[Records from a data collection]
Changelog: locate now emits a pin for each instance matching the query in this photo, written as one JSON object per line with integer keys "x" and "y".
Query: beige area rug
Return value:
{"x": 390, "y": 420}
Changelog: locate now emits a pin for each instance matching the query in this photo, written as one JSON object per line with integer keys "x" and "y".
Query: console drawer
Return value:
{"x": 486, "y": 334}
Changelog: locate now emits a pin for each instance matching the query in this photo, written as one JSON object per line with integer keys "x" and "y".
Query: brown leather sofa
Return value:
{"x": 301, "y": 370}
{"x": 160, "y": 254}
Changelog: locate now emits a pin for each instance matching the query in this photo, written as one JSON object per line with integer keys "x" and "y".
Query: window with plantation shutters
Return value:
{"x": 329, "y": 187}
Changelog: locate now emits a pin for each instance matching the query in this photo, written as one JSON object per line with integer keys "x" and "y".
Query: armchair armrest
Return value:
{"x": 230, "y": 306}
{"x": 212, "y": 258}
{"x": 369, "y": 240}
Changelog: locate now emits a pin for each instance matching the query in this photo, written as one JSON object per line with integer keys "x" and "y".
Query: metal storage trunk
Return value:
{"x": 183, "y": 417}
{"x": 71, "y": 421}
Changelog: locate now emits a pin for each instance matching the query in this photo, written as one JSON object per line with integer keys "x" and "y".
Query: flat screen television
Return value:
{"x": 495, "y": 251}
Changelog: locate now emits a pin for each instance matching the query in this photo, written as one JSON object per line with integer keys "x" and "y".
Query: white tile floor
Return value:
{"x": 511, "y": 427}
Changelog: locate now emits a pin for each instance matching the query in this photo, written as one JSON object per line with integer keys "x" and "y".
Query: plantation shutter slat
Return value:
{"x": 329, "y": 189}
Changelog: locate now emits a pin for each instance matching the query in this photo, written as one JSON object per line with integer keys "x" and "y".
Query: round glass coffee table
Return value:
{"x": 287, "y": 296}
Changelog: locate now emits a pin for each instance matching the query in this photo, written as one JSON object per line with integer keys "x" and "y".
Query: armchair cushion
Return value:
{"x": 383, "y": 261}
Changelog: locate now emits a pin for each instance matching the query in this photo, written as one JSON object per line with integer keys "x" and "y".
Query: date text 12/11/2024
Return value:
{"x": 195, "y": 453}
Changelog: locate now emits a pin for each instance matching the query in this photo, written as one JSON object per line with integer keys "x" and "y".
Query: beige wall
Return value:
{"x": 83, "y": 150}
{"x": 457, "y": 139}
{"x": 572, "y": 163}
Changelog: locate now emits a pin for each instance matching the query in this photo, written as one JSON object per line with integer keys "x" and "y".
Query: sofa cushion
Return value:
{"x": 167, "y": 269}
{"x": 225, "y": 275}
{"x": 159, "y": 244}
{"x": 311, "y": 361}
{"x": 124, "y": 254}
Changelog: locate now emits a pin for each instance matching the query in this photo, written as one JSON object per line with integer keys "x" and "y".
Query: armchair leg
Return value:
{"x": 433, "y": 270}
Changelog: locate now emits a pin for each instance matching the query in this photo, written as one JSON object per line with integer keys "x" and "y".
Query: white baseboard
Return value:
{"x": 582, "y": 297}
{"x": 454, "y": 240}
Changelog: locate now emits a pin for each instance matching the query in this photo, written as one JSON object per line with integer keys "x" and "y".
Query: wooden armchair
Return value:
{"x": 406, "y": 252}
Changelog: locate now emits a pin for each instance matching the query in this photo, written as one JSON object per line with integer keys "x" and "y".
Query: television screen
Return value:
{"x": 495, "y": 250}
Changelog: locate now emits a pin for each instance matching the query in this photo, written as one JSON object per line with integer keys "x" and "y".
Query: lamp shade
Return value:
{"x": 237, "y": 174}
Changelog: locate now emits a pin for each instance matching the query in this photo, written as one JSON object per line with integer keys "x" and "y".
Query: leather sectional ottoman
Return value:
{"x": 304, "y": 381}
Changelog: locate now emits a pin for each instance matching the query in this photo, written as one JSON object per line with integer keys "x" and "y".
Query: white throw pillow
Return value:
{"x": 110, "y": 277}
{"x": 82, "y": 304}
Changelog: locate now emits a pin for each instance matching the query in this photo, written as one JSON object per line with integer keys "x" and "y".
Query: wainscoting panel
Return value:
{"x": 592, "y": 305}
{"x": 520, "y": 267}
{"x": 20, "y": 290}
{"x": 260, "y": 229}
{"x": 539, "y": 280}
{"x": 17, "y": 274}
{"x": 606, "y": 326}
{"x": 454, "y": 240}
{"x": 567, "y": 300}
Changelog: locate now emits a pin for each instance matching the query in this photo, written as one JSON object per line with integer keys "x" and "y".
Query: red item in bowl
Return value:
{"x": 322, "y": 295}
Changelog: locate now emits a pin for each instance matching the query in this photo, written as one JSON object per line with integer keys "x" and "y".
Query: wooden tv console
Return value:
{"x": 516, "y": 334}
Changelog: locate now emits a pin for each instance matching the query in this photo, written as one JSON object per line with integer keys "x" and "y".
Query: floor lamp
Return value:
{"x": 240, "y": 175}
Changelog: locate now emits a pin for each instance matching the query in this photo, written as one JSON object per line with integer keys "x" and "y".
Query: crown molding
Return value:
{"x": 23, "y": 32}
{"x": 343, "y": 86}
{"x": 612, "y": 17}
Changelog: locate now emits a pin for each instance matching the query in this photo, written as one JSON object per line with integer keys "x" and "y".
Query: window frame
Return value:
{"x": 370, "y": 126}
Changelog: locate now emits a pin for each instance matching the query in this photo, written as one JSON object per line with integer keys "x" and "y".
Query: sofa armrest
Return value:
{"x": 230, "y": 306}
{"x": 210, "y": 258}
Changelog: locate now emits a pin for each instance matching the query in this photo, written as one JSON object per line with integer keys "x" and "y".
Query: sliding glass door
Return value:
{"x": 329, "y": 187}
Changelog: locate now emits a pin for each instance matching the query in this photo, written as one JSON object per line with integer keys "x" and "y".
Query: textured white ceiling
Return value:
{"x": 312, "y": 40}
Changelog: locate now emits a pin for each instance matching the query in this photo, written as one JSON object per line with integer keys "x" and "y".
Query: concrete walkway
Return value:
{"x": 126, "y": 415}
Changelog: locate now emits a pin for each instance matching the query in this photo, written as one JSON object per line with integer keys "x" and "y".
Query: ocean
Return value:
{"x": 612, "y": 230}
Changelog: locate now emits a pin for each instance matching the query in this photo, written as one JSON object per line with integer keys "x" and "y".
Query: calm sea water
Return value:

- What the exercise asks:
Please filter the data down to the lines containing the word "beige".

- Solution to the exercise:
Query: beige area rug
Query: beige wall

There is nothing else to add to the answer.